** Opening PROVIDED DATA block **
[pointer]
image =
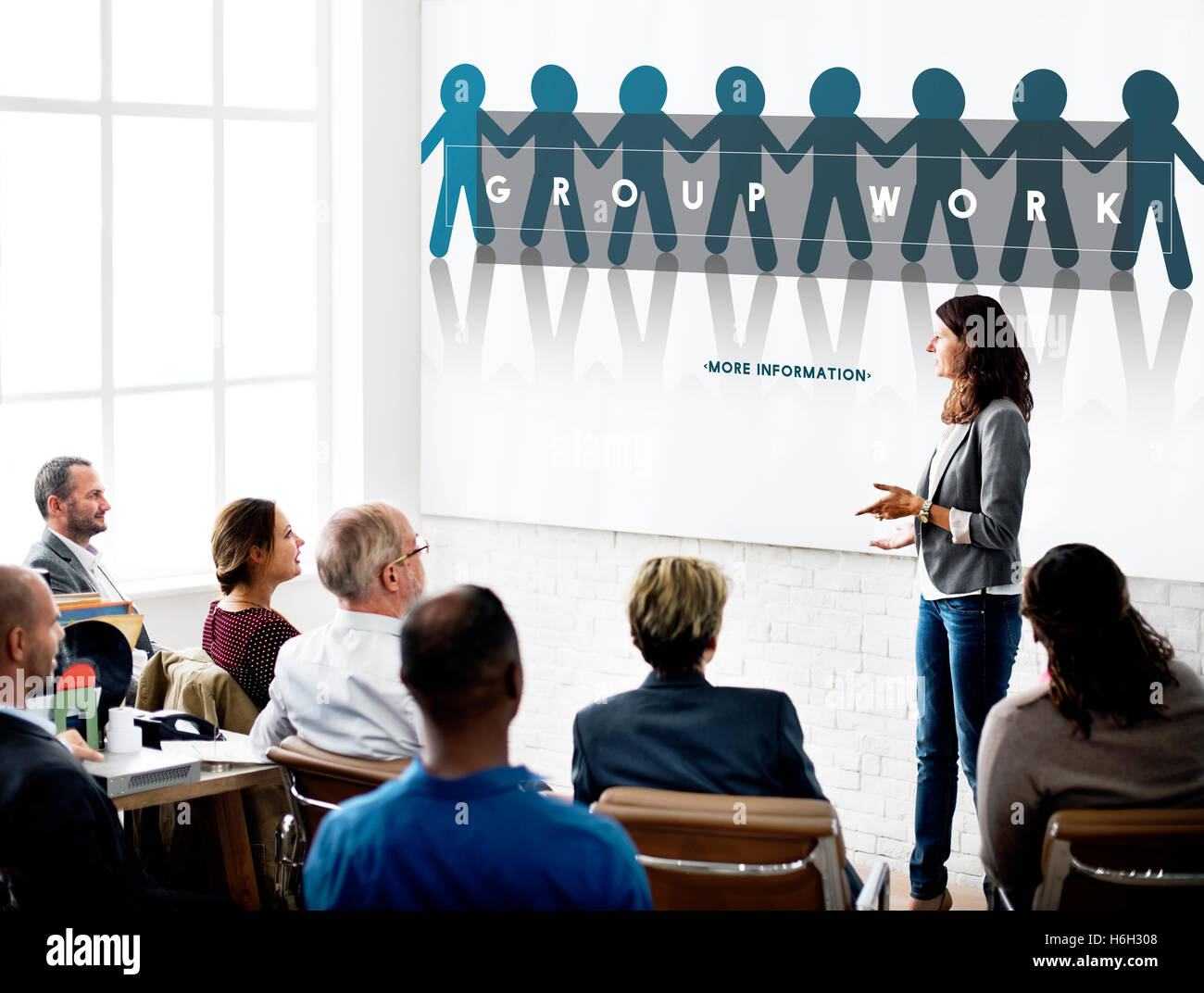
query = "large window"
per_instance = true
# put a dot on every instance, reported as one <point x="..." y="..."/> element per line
<point x="165" y="264"/>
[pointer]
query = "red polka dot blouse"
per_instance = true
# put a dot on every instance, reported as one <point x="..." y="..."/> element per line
<point x="245" y="646"/>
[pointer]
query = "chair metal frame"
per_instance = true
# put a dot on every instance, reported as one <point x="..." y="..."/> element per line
<point x="1062" y="863"/>
<point x="292" y="836"/>
<point x="823" y="857"/>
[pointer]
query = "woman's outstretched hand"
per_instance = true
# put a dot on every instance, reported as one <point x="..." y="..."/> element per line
<point x="899" y="503"/>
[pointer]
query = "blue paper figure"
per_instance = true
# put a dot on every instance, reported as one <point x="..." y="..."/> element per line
<point x="834" y="137"/>
<point x="461" y="128"/>
<point x="642" y="132"/>
<point x="939" y="139"/>
<point x="1036" y="140"/>
<point x="557" y="132"/>
<point x="1152" y="144"/>
<point x="742" y="135"/>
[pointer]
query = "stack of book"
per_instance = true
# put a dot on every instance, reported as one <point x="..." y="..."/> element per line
<point x="89" y="607"/>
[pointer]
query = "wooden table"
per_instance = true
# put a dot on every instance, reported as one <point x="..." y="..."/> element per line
<point x="224" y="792"/>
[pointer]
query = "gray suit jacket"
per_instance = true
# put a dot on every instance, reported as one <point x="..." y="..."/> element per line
<point x="984" y="471"/>
<point x="67" y="573"/>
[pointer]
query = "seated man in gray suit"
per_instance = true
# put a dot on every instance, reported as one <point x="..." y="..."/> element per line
<point x="678" y="731"/>
<point x="71" y="501"/>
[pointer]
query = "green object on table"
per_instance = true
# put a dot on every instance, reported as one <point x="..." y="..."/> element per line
<point x="84" y="698"/>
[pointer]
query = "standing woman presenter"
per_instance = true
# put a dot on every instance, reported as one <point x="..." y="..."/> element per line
<point x="964" y="522"/>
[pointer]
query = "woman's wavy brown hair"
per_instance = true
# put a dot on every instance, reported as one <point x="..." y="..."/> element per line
<point x="1103" y="654"/>
<point x="241" y="526"/>
<point x="994" y="362"/>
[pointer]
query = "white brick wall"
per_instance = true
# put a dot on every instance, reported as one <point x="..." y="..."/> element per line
<point x="834" y="630"/>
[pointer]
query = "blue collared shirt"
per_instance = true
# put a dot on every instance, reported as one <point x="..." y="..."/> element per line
<point x="477" y="843"/>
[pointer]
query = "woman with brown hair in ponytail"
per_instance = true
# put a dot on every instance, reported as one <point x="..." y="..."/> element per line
<point x="254" y="550"/>
<point x="964" y="520"/>
<point x="1119" y="723"/>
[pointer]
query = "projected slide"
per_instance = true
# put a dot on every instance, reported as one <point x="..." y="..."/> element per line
<point x="682" y="283"/>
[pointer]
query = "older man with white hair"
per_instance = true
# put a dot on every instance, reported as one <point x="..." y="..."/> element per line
<point x="338" y="687"/>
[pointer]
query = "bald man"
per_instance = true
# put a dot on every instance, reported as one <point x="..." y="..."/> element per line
<point x="59" y="833"/>
<point x="338" y="686"/>
<point x="461" y="828"/>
** Closing PROVIDED DATA block **
YOUR OBJECTIVE:
Copy the entries above verbatim. Pictures do not belong in the copy.

TASK RESULT:
[pointer]
image =
query = "large window"
per_instance = true
# put a dot on every instance, reported as one <point x="..." y="..."/> element per line
<point x="165" y="264"/>
[pointer]
query = "red polka dot blouse"
per_instance = true
# put a dot on every instance, reported as one <point x="..." y="..."/> element per line
<point x="245" y="646"/>
[pointer]
query = "chair metal frame"
per_instance = true
# put a dot on every instance, reported as one <point x="..." y="..."/> element per line
<point x="1062" y="863"/>
<point x="292" y="836"/>
<point x="823" y="857"/>
[pointer]
query = "woman's outstretched hand"
per_instance = true
# put a dot on every instance, reported as one <point x="..." y="..."/> element per line
<point x="899" y="503"/>
[pointer]
query = "blue paper figure"
per_instance = true
# put a dot on every instance, reported as one <point x="..." y="..."/> element per line
<point x="834" y="137"/>
<point x="461" y="128"/>
<point x="642" y="132"/>
<point x="939" y="139"/>
<point x="1036" y="140"/>
<point x="557" y="132"/>
<point x="1152" y="144"/>
<point x="742" y="135"/>
[pointer]
query = "stack of book"
per_instance = true
# put a dot on every instance, reported as one <point x="..." y="..."/> element per line
<point x="89" y="607"/>
[pointer]
query = "wooden table"
per_instance = true
# put a dot on every instance, reported as one <point x="..." y="..."/> element per line
<point x="224" y="792"/>
[pointer]
query = "gray suit jacket"
per_instance = true
# put a dot on every instance, reported as one <point x="..." y="..."/> element per line
<point x="984" y="471"/>
<point x="67" y="573"/>
[pointer]
query = "seated man in gray suit"
per_instance = true
# put a dot on every instance, reported as one <point x="..." y="..."/> element per line
<point x="678" y="731"/>
<point x="71" y="501"/>
[pointer]
query = "green object on table"
per_instance = true
# put a dot on every instance, reported as one <point x="..." y="..."/> element per line
<point x="84" y="698"/>
[pointer]
query = "standing woman presenter"
per_instance = true
# put a dot on every instance, reported as one <point x="..." y="..."/> element per line
<point x="964" y="522"/>
[pointer]
query = "woman's wavy brown hair"
per_instance = true
# put a dot on every instance, reported as one <point x="..." y="..."/> element per line
<point x="1103" y="654"/>
<point x="241" y="526"/>
<point x="994" y="362"/>
[pointer]
query = "white brick wall"
per_instance = true
# put a dot on every instance, reported as one <point x="..." y="..."/> element per line
<point x="834" y="630"/>
[pointer]
query = "blue collared shirt"
per_instance = true
# put a dot on every instance, reported as one <point x="..." y="..."/> element per line
<point x="477" y="843"/>
[pointer]
query = "woman with brown hair in ponytail"
per_instance = true
# put a dot on every instance, reported as one <point x="..." y="..."/> element per line
<point x="254" y="550"/>
<point x="964" y="520"/>
<point x="1119" y="723"/>
[pointer]
query = "projected slide"
per_instance = true
# put a dot on every instance, reported as one <point x="..." y="..."/> element per line
<point x="682" y="283"/>
[pointer]
query = "older man with white hair"
per_instance = true
# put a dot on every instance, reported as one <point x="..." y="..."/> element per line
<point x="338" y="687"/>
[pointer]
query = "bald man"
per_instance = true
# put a dot on every instance, reported as one <point x="..." y="..."/> element per line
<point x="59" y="833"/>
<point x="338" y="686"/>
<point x="461" y="828"/>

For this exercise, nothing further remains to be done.